_What to do_:
**1.** Do these statements agree with the CQL syntax excerpt? (a) The delete syntax names the table as KeyspaceName.TableName. (b) Apache Cassandra allows arbitrary predicates in a WHERE statement. (c) Where clauses must have columns specified in the primary key. Answer each yes or no and quote the deciding words of the excerpt.
**2.** Will you quote, word for word, the part of the CQL syntax excerpt starting with "Selecting Data from" and going on through "your primary key."?

_Excerpt provided_:
Inserting Data into Table

 Insert into KeyspaceName.TableName(ColumnName1, ColumnName2, ColumnName3 . . . .) values (Column1Value, Column2Value, Column3Value . . . .

 

Updating Data into Table

   Update KeyspaceName.TableName

          Set ColumnName1=new Column1Value,

          ColumnName2=new Column2Value,

          ColumnName3=new Column3Value,

          Where ColumnName=ColumnValue

 

Deleting Data from Table

   Delete from KeyspaceName.TableName Where ColumnName1=ColumnValue

 

Selecting Data from Table

    Select ColumnNames from KeyspaceName.TableName Where ColumnName1=Column1Value AND

            ColumnName2=Column2Value

CQL prevents the following:

  • No arbitrary WHERE clause – Apache Cassandra prevents arbitrary predicates in a WHERE statement. Where clauses must have columns specified in your primary key.

_Dataset content_:

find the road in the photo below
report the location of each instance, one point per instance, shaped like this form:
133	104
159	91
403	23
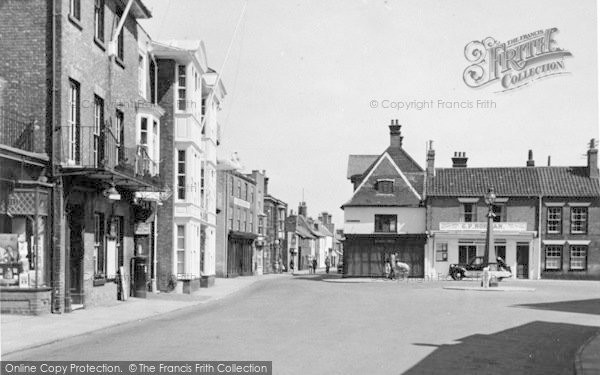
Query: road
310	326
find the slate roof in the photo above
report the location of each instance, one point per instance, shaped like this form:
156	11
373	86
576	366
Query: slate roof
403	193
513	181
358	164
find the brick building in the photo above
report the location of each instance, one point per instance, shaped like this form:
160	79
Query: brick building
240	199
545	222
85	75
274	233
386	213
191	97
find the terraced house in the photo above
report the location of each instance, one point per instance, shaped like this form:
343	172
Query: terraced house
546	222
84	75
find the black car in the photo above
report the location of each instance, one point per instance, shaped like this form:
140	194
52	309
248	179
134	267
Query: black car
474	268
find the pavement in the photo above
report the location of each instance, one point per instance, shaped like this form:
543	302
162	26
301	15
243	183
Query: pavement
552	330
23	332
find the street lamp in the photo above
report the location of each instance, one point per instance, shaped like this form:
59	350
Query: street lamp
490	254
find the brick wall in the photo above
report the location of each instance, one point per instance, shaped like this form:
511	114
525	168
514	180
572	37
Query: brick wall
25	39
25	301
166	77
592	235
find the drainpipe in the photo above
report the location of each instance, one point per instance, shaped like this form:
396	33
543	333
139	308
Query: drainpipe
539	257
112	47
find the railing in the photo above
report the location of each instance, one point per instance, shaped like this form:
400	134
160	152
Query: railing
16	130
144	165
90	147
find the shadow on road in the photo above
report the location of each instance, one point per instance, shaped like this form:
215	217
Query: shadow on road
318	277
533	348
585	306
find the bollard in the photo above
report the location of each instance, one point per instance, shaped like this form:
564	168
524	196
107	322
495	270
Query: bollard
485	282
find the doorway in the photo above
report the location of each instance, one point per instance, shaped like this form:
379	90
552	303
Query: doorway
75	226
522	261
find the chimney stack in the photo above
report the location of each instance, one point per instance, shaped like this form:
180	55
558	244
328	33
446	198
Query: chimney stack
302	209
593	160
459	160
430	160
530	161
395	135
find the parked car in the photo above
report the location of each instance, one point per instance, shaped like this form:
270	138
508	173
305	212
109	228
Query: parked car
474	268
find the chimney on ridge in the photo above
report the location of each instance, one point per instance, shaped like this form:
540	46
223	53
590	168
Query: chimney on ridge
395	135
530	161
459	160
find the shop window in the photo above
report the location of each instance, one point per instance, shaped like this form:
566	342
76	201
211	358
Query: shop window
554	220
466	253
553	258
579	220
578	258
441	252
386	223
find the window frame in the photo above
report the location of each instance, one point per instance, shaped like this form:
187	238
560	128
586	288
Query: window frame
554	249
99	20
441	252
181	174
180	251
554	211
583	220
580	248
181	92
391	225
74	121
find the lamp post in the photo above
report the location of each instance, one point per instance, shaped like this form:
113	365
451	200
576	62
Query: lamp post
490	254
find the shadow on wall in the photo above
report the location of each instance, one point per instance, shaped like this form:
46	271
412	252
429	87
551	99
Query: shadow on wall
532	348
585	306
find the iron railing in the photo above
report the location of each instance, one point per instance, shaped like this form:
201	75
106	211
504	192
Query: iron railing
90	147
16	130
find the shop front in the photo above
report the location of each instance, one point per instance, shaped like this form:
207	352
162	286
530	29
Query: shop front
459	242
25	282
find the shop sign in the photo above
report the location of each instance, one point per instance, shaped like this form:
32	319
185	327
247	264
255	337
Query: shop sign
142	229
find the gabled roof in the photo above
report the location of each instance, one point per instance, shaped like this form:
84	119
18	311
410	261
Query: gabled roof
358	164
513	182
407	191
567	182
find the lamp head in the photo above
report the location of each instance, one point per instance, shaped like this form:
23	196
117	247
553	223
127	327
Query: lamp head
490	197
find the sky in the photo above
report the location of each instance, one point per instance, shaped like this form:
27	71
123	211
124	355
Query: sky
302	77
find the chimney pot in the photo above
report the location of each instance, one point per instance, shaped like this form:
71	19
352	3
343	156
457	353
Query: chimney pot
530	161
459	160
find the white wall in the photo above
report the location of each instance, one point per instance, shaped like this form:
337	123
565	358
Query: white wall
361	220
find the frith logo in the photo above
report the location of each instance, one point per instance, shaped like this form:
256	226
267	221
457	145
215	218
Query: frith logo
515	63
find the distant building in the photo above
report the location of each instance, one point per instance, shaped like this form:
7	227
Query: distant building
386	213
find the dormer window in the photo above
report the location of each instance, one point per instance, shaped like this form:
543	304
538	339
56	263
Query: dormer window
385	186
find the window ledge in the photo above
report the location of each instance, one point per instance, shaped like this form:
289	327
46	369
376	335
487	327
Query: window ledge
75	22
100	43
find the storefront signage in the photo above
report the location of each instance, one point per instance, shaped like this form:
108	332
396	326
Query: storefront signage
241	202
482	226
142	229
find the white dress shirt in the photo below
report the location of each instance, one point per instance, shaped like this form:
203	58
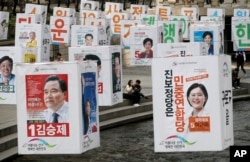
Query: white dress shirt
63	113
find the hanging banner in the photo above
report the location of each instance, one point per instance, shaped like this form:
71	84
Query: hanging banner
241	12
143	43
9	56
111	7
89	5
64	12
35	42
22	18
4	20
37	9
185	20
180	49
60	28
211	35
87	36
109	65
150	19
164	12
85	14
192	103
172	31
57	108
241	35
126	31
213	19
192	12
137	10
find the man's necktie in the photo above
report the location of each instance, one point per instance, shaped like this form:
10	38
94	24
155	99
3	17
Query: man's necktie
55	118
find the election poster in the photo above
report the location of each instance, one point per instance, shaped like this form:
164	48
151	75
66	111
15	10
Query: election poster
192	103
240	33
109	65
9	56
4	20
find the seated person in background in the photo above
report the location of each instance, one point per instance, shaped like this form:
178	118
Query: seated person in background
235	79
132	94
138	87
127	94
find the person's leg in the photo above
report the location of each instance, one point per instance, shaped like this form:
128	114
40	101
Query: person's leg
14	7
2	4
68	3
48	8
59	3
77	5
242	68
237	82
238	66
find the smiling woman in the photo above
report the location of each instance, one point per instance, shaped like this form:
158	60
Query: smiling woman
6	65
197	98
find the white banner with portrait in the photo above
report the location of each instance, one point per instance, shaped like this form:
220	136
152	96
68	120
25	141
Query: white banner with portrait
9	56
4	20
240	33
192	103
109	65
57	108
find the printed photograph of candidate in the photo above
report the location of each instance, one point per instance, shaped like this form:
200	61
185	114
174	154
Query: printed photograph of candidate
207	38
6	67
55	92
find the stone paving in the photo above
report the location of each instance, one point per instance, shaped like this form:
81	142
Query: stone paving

_Exercise answers_:
**1.**
(a) Yes: "Delete from KeyspaceName.TableName Where ColumnName1=ColumnValue"
(b) No: "Apache Cassandra prevents arbitrary predicates in a WHERE statement."
(c) Yes: "Where clauses must have columns specified in your primary key."

**2.**
Selecting Data from Table

    Select ColumnNames from KeyspaceName.TableName Where ColumnName1=Column1Value AND

            ColumnName2=Column2Value

CQL prevents the following:

  • No arbitrary WHERE clause – Apache Cassandra prevents arbitrary predicates in a WHERE statement. Where clauses must have columns specified in your primary key.